**DATASET EXCERPTS**
—————

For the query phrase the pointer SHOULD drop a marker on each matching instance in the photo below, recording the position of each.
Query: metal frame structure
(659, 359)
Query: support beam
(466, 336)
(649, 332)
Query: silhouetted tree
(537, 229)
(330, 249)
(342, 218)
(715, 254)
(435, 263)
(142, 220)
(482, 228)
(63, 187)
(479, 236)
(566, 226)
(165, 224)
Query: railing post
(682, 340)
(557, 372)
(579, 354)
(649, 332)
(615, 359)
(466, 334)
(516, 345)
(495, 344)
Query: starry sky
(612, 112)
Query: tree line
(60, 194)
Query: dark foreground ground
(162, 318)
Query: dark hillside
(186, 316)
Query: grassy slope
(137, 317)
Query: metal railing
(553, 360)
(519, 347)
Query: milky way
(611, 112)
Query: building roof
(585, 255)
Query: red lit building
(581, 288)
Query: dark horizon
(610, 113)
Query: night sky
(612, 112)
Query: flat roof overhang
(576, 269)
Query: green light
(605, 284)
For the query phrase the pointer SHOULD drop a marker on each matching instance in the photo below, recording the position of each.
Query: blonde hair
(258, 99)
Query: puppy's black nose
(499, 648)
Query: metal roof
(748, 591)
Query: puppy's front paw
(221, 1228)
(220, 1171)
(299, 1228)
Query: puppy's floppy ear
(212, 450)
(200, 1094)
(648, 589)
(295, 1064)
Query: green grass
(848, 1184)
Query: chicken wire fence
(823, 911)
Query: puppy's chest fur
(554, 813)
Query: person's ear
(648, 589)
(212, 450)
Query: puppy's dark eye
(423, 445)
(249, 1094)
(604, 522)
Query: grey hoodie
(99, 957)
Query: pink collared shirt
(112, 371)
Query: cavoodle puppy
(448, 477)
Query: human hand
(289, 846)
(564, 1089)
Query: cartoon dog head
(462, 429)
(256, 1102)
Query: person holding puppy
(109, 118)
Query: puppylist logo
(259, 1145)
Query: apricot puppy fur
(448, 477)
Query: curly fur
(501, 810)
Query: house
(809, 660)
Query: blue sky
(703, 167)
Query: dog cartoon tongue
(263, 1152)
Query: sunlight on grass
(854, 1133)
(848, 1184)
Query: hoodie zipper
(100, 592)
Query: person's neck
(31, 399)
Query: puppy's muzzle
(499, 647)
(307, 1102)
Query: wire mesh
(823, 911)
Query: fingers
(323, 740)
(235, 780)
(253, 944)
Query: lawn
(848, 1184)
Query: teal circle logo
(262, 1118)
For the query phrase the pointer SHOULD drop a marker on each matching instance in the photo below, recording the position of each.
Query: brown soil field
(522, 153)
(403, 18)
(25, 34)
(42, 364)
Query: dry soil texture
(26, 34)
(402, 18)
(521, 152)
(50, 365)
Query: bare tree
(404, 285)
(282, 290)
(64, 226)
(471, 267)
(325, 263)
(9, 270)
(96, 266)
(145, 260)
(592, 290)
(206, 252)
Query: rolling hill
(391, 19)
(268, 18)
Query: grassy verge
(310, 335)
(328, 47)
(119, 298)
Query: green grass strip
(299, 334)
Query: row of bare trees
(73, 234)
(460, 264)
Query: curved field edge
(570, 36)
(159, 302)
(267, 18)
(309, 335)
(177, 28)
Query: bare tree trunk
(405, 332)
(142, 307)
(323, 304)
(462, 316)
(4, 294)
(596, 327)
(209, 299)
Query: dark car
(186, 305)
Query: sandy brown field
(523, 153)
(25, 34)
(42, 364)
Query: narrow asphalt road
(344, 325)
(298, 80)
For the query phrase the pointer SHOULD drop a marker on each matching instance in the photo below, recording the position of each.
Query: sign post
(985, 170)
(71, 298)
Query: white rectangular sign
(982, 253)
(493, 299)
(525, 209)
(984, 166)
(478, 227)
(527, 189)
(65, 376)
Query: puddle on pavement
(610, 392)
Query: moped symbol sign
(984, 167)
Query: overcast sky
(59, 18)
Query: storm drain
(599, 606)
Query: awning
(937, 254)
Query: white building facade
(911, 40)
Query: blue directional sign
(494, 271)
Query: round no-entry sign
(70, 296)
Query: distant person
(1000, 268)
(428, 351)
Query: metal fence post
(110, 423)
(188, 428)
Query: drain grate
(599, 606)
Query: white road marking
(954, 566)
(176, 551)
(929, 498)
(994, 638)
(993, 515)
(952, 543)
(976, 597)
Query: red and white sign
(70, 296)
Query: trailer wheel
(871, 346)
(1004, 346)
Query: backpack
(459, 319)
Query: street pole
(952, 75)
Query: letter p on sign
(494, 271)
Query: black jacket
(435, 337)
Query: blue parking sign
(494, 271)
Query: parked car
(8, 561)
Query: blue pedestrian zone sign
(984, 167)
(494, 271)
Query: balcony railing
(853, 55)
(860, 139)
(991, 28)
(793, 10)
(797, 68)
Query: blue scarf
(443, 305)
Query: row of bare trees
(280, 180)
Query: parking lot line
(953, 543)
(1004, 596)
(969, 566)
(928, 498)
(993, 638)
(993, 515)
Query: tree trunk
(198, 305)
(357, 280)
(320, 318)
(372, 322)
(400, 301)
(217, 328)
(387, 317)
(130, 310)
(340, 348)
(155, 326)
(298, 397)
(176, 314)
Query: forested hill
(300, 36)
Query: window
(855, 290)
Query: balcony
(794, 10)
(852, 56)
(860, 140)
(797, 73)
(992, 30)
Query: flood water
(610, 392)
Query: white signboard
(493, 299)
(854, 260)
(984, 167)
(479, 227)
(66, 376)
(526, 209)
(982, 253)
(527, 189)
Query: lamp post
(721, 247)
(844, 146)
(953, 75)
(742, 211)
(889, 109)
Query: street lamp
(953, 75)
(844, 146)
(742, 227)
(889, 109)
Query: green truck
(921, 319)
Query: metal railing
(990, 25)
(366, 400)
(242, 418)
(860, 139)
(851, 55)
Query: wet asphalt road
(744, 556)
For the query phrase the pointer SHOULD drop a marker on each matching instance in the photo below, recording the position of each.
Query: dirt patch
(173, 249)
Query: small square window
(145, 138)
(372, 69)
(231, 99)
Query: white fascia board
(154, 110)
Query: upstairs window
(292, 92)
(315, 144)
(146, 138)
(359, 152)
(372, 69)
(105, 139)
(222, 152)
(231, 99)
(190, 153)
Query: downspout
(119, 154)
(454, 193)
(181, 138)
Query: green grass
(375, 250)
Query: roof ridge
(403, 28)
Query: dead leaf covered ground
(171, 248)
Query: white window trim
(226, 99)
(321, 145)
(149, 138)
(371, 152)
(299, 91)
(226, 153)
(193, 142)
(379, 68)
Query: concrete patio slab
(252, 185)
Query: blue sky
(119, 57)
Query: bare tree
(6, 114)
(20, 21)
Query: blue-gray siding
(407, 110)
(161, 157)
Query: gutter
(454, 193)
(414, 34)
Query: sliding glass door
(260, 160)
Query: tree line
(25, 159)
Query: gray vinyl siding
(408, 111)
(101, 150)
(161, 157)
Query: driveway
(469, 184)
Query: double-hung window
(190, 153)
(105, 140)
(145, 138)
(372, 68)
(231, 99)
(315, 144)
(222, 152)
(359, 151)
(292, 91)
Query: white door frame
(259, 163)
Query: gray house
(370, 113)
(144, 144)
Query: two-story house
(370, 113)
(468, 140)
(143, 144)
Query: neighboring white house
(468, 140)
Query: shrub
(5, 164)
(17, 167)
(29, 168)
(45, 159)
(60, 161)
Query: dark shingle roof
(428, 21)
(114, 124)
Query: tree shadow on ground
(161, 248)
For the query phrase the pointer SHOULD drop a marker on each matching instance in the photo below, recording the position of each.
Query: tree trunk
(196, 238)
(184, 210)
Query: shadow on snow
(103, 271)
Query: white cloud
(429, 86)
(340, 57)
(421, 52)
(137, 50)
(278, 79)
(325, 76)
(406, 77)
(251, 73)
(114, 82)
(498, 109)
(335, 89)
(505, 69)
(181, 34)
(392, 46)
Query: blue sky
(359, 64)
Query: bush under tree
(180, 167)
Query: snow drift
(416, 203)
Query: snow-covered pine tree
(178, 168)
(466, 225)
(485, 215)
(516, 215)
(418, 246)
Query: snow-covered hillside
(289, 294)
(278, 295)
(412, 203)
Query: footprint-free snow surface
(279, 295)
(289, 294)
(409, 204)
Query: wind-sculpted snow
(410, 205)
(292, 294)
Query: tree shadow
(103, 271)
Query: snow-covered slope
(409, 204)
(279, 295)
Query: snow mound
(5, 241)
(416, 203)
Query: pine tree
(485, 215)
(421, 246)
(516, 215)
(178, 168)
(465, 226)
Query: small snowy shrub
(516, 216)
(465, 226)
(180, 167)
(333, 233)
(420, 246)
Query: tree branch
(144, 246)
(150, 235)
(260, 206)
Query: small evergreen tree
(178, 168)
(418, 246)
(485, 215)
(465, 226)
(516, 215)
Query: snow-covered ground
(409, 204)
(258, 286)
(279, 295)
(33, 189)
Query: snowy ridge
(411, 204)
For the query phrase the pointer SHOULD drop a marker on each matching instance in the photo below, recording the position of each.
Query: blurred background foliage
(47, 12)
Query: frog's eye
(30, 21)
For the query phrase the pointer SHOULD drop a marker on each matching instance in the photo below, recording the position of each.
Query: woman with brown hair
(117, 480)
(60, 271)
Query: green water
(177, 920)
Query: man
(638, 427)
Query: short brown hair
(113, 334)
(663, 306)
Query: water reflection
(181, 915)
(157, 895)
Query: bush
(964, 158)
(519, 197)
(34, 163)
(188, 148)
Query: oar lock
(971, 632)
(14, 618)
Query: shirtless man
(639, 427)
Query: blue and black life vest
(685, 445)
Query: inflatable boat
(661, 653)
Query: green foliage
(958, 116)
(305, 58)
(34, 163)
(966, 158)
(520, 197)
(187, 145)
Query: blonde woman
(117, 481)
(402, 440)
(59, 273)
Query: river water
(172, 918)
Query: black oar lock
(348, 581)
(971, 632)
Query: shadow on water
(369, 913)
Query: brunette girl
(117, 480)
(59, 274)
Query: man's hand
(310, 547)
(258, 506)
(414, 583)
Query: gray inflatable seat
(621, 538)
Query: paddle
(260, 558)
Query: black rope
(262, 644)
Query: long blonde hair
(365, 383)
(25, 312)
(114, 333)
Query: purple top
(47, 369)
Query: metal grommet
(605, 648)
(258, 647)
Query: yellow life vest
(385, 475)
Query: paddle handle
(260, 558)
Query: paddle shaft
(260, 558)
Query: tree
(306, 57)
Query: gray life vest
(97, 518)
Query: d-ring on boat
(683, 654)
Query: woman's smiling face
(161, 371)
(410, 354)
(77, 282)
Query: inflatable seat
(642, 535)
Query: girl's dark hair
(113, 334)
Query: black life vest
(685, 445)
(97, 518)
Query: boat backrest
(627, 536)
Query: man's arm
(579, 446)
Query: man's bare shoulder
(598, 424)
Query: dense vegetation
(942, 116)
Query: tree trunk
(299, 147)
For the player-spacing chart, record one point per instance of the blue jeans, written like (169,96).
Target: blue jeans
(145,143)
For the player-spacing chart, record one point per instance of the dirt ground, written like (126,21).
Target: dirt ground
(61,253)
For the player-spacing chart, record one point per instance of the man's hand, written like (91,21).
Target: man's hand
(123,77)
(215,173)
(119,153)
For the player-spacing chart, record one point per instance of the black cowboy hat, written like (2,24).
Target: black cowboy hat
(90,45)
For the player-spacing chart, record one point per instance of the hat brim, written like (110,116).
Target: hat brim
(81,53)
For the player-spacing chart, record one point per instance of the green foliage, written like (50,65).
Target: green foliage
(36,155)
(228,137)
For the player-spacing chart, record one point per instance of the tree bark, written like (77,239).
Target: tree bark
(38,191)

—————

**WORK TO COMPLETE**
Exactly as they appear, output the line holding "Target: black cowboy hat" and all lines after it through the end of the listing above, and only those.

**ANSWER TO THE EXERCISE**
Target: black cowboy hat
(90,45)
For the player-spacing chart, record one point per instance of the hat brim, written like (110,116).
Target: hat brim
(81,53)
For the player-spacing chart, record one point per instance of the green foliage, written like (50,65).
Target: green foliage
(36,155)
(228,137)
For the player-spacing chart, record one point per instance of the tree bark, written like (77,239).
Target: tree bark
(38,191)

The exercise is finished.